# [Your instructions]
Copy the rows below line for line, omitting the pictures.

>>>

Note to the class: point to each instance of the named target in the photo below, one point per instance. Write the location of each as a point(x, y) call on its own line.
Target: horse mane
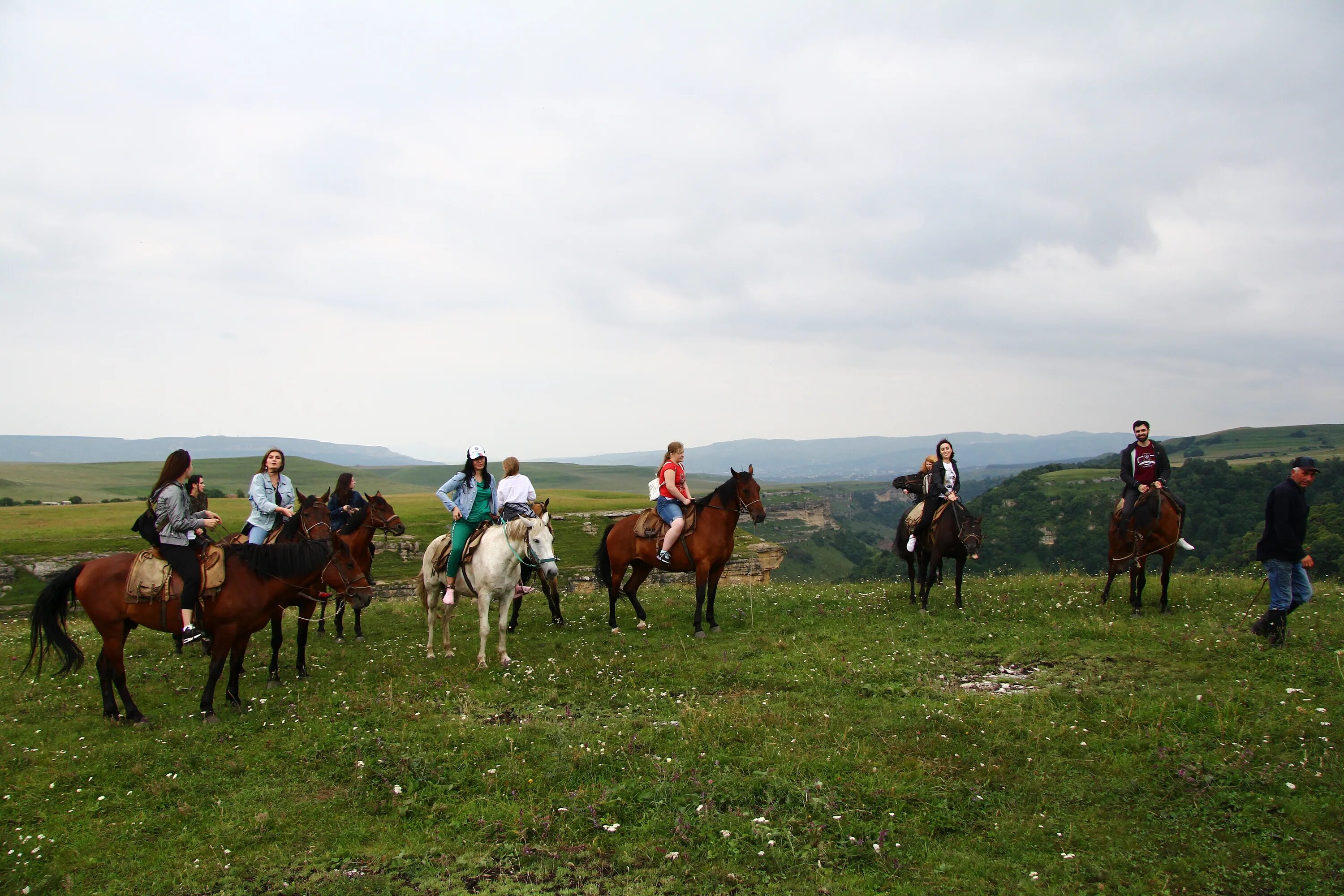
point(355, 520)
point(726, 492)
point(280, 560)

<<<

# [Finished exercise]
Note to the class: point to each instance of the named target in the photo below, one point per instance. Write the location of each as a point(x, y) call on its own line.
Target: horse mane
point(355, 520)
point(726, 492)
point(280, 560)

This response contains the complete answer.